▶ [Exercise]
Every line below is to be copied exactly, with the pictures left out.
⁂
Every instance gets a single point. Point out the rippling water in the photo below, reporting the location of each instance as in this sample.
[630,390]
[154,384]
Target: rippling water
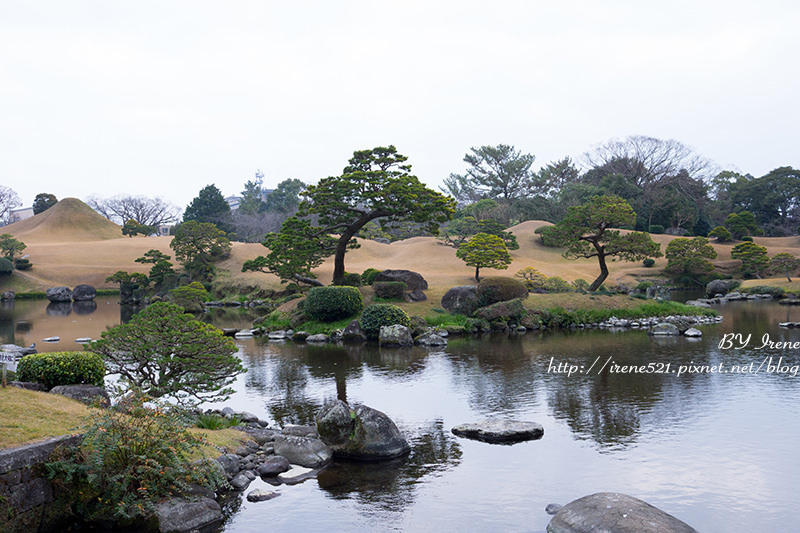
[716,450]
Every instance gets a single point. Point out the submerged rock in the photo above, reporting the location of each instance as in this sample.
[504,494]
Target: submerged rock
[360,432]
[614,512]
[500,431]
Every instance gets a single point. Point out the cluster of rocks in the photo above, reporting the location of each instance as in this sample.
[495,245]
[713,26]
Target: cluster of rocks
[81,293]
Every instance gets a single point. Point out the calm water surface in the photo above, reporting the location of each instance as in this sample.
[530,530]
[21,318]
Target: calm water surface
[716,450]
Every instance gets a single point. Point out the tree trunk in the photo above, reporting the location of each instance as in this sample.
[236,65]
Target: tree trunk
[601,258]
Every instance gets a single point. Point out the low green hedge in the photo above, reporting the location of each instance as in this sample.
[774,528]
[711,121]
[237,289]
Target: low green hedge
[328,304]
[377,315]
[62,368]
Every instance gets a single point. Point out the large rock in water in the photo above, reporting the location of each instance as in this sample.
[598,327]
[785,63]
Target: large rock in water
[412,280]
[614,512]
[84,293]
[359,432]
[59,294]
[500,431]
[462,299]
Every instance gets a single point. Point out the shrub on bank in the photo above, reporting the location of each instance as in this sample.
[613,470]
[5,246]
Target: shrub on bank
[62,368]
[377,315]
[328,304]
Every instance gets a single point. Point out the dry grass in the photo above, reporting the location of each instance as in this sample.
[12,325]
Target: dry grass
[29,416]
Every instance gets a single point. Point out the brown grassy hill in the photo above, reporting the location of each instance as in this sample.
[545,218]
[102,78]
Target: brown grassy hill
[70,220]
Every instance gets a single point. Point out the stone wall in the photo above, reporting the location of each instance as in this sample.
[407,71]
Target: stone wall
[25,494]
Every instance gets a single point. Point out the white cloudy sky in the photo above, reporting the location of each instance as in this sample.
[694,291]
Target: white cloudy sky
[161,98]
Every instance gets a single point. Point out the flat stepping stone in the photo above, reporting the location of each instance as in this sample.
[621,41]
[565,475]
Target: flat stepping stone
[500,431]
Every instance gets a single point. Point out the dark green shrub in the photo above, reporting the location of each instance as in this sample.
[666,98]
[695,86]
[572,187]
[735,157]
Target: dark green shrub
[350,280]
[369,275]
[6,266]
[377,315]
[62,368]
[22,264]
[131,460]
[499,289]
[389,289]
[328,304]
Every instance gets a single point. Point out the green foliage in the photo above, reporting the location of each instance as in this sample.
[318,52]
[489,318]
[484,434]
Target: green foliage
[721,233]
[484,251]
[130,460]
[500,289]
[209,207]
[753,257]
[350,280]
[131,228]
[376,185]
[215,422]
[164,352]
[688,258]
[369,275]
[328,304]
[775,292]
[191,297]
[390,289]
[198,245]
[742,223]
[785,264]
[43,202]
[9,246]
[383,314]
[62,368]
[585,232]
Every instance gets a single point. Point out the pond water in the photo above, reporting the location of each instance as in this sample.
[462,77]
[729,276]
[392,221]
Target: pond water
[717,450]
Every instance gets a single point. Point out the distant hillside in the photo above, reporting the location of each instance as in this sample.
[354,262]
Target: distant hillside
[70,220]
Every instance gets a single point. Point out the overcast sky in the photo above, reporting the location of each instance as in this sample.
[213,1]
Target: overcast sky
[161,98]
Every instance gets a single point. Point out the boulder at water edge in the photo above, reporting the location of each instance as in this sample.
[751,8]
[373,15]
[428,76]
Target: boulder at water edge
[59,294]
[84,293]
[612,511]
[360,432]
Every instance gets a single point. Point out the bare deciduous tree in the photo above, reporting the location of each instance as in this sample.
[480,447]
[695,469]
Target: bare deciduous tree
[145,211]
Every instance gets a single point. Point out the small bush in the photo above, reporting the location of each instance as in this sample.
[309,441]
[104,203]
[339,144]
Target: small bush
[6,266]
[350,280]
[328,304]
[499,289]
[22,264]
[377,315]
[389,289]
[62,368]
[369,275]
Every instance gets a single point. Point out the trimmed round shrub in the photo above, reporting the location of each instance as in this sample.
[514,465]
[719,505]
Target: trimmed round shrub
⁂
▶ [Answer to the exercise]
Every instance gets a single point. Point out the rippling water in the photo below, reporting the location of each instance as in this sample.
[630,390]
[154,384]
Target: rippling water
[716,450]
Every instance gets a single point. Point out the submerged rock in the photo above, reporting the location of each instance as in this sample.
[504,494]
Target: submerged rock
[360,432]
[614,512]
[500,431]
Every instance gets a single point. Point out the cluster of rocks in the photo above, reporting the location of each instance as in this sample.
[495,245]
[713,26]
Target: cluster of rocks
[81,293]
Every instance gets a single point. Point out the calm water surface in the photo above, reporting the location of each instance as in this sample.
[530,530]
[21,318]
Target: calm water surface
[716,450]
Every instance gets a single point. Point out the tree trunk in the photo above, reporting the location of each instance as in this sample.
[236,65]
Target: tree trunk
[601,258]
Every instance gets a single point. Point out the low green hedge in the photo above, reporting the location of each instance as in this sample.
[774,528]
[711,121]
[237,289]
Target: low green hedge
[328,304]
[377,315]
[62,368]
Every instance gets a single point. Point out the large rock in water in the photo above, reporting the location of each instance as in this sample.
[598,327]
[785,63]
Target: large rock in water
[412,280]
[614,512]
[84,293]
[359,432]
[59,294]
[500,431]
[462,299]
Every instance gets a single point. Point out the shrub on bank in the photo above, reporting the location of each instance as in this sample.
[613,470]
[5,246]
Target: shrub on bank
[62,368]
[377,315]
[328,304]
Every instance gets a single point. Point out the dry grass in the photo above, reporting the location of each instance as in this sample.
[12,325]
Target: dry grass
[29,416]
Every instance gets a single point. Point out the brown grassy hill in the photo above, reporting the location of each instance as in this sample.
[545,218]
[102,78]
Target: brown grassy hill
[70,220]
Every instance gets a single point. Point out the stone wall in the photo above, reporting the location of each instance as in this sample.
[407,71]
Target: stone wall
[25,494]
Every instance gets a single point. Point out the white cloudy sky in the photo above, reporting the location of each instance as in this sample.
[694,291]
Target: white cloudy sky
[161,98]
Every instance gets a single point. Point out the flat stepping stone in the photo above, reporting the location of each instance as in this sample.
[621,41]
[565,475]
Target: flat stepping stone
[500,431]
Every instance gets a single point. Point out the dark green shrub in the photo above, reporting the location of each instance as in this sample.
[666,98]
[695,86]
[572,187]
[735,157]
Target: dark green shrub
[350,280]
[369,275]
[6,266]
[377,315]
[62,368]
[22,264]
[131,460]
[499,289]
[389,289]
[328,304]
Every instance gets a single point. Point out the green foliage in the photo above, reporting the location of each instance as in this sample.
[318,52]
[489,318]
[484,434]
Target: green foliage
[721,233]
[484,251]
[130,460]
[500,289]
[209,207]
[753,257]
[350,280]
[131,228]
[376,185]
[215,422]
[164,352]
[688,258]
[369,275]
[328,304]
[775,292]
[191,297]
[390,289]
[198,245]
[742,223]
[785,264]
[43,202]
[9,246]
[383,314]
[62,368]
[585,232]
Every instance gets a single point. Point out the pond water in the photo above, reporting the location of each instance as in this sample.
[462,77]
[729,276]
[392,221]
Target: pond water
[717,450]
Every instance gets a single point. Point out the distant hillside in the photo above, reporting the location of each instance as in this sample.
[354,262]
Target: distant hillside
[70,220]
Every instance gets a single point. Point out the overcast sky in the photo above, reporting the location of each instance as in this sample.
[213,1]
Target: overcast sky
[161,98]
Every instance gets a single point. Point out the boulder at water edge in the photo above, reporting the location of each instance as in this sample.
[751,8]
[373,15]
[428,76]
Target: boulder at water edge
[59,294]
[84,293]
[612,511]
[360,432]
Every instance gets a single point. Point out the bare deciduous tree in the photo above, reporting the location of each instance as in this sample.
[480,447]
[695,469]
Target: bare deciduous tree
[145,211]
Every instance gets a single point. Point out the small bush in the photo above, reporting the location of each instance as in this sample.
[309,441]
[104,203]
[339,144]
Target: small bush
[6,266]
[350,280]
[328,304]
[499,289]
[22,264]
[377,315]
[389,289]
[62,368]
[369,275]
Every instance gets a single point. Point out the trimmed round shrub in the photo above, reporting the location of each instance as in this sample.
[514,465]
[719,505]
Target: trimmed round shrub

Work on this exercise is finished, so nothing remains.